*Requirements*:
Locate the line that contains "Reviewer note: every instance of the pool water", then copy it and all later lines of the data below exactly, through the last one.

━━━━━ Data records ━━━━━

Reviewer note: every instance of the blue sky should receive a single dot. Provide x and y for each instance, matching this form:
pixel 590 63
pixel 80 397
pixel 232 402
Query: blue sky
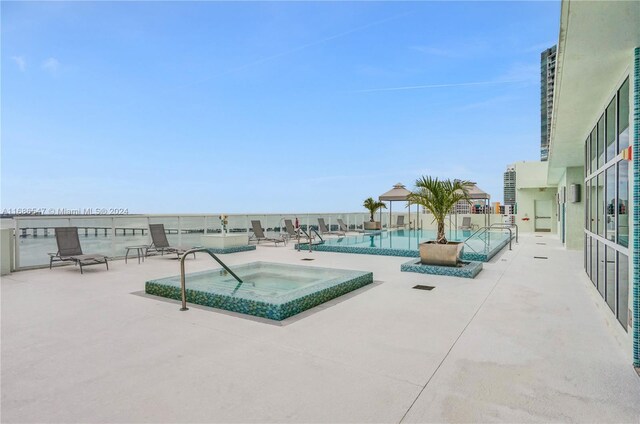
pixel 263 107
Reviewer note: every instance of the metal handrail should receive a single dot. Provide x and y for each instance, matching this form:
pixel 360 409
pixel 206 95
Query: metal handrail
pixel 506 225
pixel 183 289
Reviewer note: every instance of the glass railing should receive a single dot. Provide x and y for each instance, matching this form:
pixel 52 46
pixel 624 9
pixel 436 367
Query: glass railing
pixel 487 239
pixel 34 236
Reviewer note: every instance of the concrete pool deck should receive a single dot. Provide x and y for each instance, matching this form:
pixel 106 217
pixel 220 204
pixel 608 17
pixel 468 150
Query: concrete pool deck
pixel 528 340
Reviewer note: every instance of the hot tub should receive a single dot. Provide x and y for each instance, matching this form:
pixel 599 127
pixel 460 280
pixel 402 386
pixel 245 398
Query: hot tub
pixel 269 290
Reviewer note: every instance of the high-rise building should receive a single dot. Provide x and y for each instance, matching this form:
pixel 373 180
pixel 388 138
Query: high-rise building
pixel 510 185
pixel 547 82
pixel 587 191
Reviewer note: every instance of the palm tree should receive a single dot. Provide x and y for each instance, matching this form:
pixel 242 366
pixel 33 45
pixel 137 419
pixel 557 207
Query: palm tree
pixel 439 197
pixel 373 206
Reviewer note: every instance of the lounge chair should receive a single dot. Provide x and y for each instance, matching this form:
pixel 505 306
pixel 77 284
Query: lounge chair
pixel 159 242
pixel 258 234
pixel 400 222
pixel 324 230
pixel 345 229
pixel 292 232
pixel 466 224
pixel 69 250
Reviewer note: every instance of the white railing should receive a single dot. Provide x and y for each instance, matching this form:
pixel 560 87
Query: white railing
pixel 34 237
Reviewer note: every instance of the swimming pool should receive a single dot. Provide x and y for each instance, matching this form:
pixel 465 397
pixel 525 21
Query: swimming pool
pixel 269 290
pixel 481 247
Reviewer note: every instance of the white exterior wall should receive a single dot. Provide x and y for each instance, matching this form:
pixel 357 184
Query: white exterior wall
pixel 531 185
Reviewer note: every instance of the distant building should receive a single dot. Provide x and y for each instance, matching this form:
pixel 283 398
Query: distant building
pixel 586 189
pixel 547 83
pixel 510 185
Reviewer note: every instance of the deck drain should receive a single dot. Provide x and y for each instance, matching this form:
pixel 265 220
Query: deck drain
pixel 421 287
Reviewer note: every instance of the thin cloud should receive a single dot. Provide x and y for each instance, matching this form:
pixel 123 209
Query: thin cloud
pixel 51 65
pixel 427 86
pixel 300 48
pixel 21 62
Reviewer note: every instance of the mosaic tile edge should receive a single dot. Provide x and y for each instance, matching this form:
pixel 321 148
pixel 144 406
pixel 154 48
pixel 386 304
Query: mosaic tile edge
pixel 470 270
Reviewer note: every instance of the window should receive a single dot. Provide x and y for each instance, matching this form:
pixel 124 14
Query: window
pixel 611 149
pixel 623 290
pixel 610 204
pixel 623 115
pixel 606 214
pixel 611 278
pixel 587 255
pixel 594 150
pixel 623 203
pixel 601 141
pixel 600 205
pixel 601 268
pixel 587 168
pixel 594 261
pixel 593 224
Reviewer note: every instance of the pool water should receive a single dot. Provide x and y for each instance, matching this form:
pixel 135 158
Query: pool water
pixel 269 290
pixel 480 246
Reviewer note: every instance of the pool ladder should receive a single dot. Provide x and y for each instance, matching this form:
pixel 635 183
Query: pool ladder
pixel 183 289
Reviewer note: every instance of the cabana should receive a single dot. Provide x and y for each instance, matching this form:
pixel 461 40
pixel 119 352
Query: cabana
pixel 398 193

━━━━━

*Task response*:
Reviewer note: every instance of the pool water should receive a single dot. Provide x and y for each instance, matching this form:
pixel 135 158
Query: pool water
pixel 269 290
pixel 480 246
Reviewer note: every instance of the pool ladder should receive a single dot. Provide x and y for each instance, matching this form:
pixel 635 183
Query: pool ladder
pixel 183 289
Reviewer note: every instance of the cabana should receive a single dot. Provide x and y for each instance, matching this form:
pixel 461 40
pixel 119 352
Query: cabana
pixel 398 193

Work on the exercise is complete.